[Records excerpted from a collection]
***

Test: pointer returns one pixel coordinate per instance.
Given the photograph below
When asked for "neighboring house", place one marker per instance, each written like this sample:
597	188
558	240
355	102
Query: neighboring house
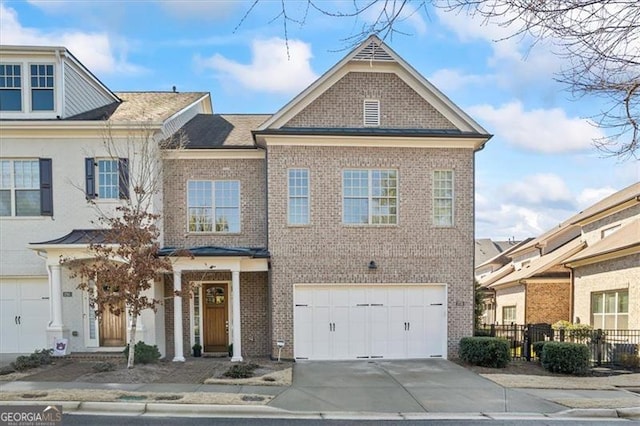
341	227
606	274
54	117
582	270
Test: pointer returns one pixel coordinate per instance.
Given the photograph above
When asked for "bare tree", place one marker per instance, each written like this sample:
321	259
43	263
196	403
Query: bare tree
125	263
600	40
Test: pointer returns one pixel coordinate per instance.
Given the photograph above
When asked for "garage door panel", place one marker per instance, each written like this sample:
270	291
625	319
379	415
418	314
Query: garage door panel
355	321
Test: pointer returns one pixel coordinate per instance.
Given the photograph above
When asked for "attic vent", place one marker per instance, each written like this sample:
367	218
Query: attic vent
373	52
371	112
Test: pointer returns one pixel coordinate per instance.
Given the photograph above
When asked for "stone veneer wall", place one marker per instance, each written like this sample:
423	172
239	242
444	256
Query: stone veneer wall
254	310
414	251
342	105
617	274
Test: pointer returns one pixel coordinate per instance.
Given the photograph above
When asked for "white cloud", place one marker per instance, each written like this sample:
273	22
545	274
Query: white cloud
542	189
203	10
271	69
453	79
94	49
541	130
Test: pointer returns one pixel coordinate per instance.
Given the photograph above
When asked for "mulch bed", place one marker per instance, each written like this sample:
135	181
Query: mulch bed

***

◆ PROBLEM DETAILS: Copy every line where the word "sample" is present in the entries above.

◆ ANSWER SPACE:
When asked for "neighboring house", place one marker per instance, each written like this sample:
When asked for "bare tree", place one marker per instance, each written like this sample:
When asked for "garage door panel", place one marker per instance, each written like this sample:
When asked for "attic vent", place one marker per instance, each written like this sample:
When asked for "stone veneer wall", place one marker per instance, each written like this sample:
When asked for "white cloud", place one marker per instance, each written like this sample:
When asked for "mulch bed", place one marker per instance, each written like this sample:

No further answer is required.